**Exercise description:** Output the records exactly as they appear, with no pictures included.

**Provided data:**
---
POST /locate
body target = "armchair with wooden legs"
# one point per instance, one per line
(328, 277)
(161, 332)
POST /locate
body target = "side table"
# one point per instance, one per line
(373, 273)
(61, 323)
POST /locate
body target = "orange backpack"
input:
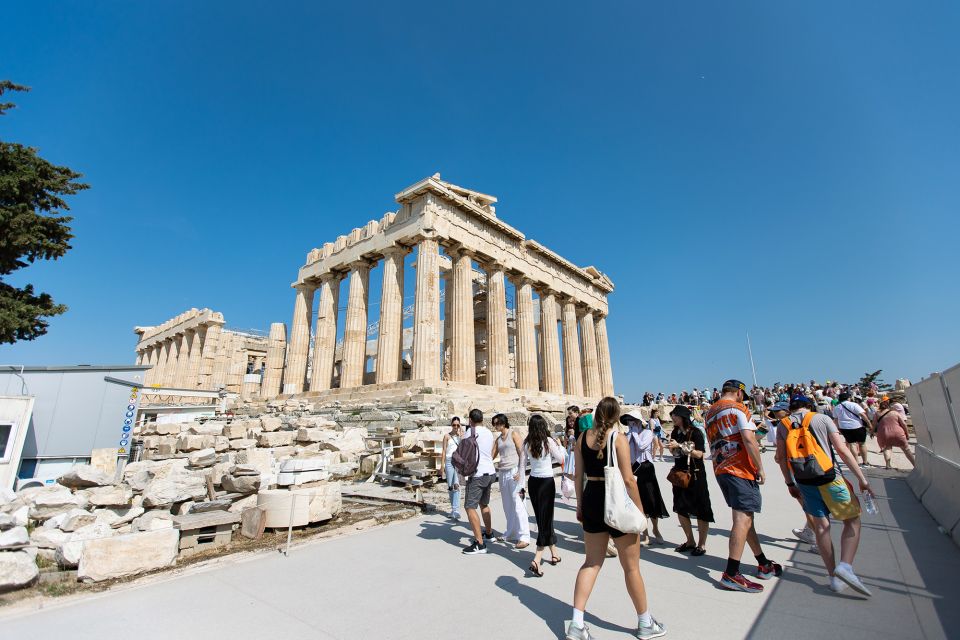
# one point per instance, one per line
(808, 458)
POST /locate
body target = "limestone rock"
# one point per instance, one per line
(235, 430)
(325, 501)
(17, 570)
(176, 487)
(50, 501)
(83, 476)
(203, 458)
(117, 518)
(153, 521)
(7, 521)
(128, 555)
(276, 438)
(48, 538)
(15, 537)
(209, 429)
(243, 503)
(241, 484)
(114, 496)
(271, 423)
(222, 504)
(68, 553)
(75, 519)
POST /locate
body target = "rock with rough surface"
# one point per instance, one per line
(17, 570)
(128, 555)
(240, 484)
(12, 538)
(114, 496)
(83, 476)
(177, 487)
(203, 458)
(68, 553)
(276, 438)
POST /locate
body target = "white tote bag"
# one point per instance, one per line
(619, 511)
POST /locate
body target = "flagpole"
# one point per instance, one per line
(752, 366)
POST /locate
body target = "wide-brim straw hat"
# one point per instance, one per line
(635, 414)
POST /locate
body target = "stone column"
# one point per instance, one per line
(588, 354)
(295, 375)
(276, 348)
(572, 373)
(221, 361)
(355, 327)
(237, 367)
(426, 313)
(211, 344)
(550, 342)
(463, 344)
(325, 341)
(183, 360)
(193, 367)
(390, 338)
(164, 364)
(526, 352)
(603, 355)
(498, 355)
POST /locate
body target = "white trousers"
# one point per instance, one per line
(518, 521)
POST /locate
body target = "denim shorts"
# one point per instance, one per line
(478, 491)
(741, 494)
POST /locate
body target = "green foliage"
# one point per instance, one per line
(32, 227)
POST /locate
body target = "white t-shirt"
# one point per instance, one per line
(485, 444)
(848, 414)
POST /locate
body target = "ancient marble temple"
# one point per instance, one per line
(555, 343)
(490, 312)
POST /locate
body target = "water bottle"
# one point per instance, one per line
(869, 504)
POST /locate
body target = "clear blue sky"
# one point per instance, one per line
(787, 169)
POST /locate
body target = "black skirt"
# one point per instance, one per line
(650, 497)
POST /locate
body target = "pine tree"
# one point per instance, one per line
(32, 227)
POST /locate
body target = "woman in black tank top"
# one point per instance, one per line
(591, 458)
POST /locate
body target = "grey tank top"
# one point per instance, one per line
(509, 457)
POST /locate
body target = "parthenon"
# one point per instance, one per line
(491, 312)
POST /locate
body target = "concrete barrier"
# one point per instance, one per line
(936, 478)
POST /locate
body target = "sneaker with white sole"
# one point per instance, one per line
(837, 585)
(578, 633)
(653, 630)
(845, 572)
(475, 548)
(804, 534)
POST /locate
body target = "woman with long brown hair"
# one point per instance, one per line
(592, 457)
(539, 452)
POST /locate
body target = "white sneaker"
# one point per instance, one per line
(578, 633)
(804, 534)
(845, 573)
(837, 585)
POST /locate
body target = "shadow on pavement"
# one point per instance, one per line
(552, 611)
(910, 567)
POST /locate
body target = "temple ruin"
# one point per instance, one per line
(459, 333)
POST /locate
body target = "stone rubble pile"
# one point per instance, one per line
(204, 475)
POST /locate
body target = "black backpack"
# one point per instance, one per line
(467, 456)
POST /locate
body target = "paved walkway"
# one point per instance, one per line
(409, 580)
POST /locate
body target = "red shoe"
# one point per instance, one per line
---
**Response for this exercise:**
POST /locate
body target = "armchair with wooden legs"
# one point per instance, one per line
(328, 277)
(161, 332)
POST /locate
body target = "side table"
# one point per instance, one per line
(373, 273)
(61, 323)
POST /locate
body target = "orange backpack"
input:
# one point per instance, one per line
(808, 458)
POST /locate
body target = "limestone rock"
# one point per instance, one per line
(235, 430)
(325, 501)
(17, 570)
(176, 487)
(50, 501)
(83, 476)
(203, 458)
(117, 518)
(153, 521)
(7, 521)
(128, 555)
(276, 438)
(48, 538)
(15, 537)
(209, 429)
(243, 503)
(241, 484)
(114, 496)
(271, 423)
(222, 504)
(68, 553)
(75, 519)
POST /locate
body target = "rock with rough surface"
# one point per instance, one per line
(17, 570)
(128, 555)
(240, 484)
(12, 538)
(114, 496)
(83, 476)
(177, 487)
(203, 458)
(68, 553)
(276, 438)
POST /locate
body target = "white tote bag"
# one point per instance, one per line
(619, 511)
POST /locate
body target = "flagpole"
# one point per instance, one per line
(752, 366)
POST /locate
body target = "wide-brim straw hat"
# one point per instance, one per line
(635, 414)
POST /locate
body target = "stone column"
# one point per instance, one per line
(588, 354)
(295, 375)
(276, 348)
(572, 373)
(221, 361)
(355, 327)
(237, 367)
(426, 313)
(211, 344)
(550, 342)
(463, 344)
(325, 341)
(183, 360)
(193, 367)
(390, 338)
(164, 364)
(526, 352)
(603, 355)
(498, 355)
POST /locate
body target = "white trousers"
# one point per instance, one per line
(518, 521)
POST /locate
body target = "denim shorts"
# one point per instance, one per line
(478, 491)
(741, 494)
POST /locate
body target = "green foliage"
# one point per instance, one per line
(32, 227)
POST /locate
body target = "white t-shirt"
# one point per instance, one per line
(485, 444)
(848, 414)
POST /locate
body target = "ancient marble temple"
# one point per instance, one per line
(555, 343)
(490, 312)
POST /locate
body target = "water bottle"
# one point per instance, one per line
(869, 504)
POST /locate
body target = "clear blue sky"
# one point per instance, one per line
(787, 169)
POST /locate
body target = "black skirt"
# one point per instance, one per line
(650, 497)
POST /locate
body target = "pine tree"
# one point per instance, one per line
(32, 227)
POST /locate
body target = "woman in black tank top"
# one point per instance, one per line
(591, 458)
POST /locate
body target = "grey tank top"
# one point per instance, one per line
(509, 457)
POST /locate
body target = "parthenon"
# one point per instance, one per line
(491, 312)
POST /locate
body target = "concrete barrier"
# one point per instance, one per line
(936, 478)
POST /locate
body target = "sneaker with white sole"
# one point per instance, one per line
(837, 585)
(578, 633)
(653, 630)
(845, 572)
(475, 548)
(804, 534)
POST /locate
body target = "woman with long brown hair"
# one point per instance, one per line
(592, 457)
(539, 452)
POST /locate
body target = "white sneaker"
# one point per instance, one per line
(578, 633)
(804, 534)
(845, 573)
(837, 585)
POST /locate
body target = "shadow on pavement"
# one point per instance, one per line
(552, 611)
(910, 567)
POST /locate
body target = "temple ruin"
# one point per instance, one per line
(459, 333)
POST /locate
body target = "stone rubble pile"
# one point per instance, one per line
(204, 475)
POST /locate
body target = "black backpack"
# one point per instance, one per line
(467, 456)
POST /locate
body target = "paved walkway"
# one point per instance, one per line
(409, 580)
POST /locate
body target = "red shoe"
# one point per instance, one per line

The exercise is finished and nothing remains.